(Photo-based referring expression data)
◇ ◇ ◇ ◇

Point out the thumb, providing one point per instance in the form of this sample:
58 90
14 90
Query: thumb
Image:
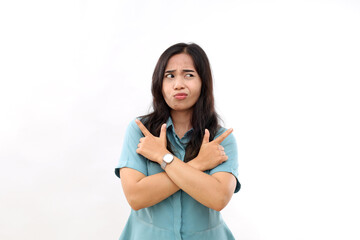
163 133
206 136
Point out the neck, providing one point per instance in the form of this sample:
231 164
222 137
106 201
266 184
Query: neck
181 121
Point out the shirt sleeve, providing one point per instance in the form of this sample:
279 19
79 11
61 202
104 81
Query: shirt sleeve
231 165
129 157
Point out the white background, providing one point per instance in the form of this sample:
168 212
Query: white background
75 73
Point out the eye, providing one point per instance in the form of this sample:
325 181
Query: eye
169 75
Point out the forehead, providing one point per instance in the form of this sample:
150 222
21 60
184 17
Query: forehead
182 60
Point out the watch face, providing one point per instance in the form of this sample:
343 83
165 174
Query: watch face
168 158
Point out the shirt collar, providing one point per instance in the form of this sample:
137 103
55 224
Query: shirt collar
170 124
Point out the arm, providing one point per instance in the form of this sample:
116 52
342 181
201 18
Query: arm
144 191
213 191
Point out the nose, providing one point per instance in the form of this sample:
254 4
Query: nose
179 83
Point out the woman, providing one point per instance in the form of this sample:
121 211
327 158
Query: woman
178 167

◇ ◇ ◇ ◇

WORK ITEM -
If a line in the data above holds the word "thumb", count it, and give only the final number.

RESPONSE BELOW -
2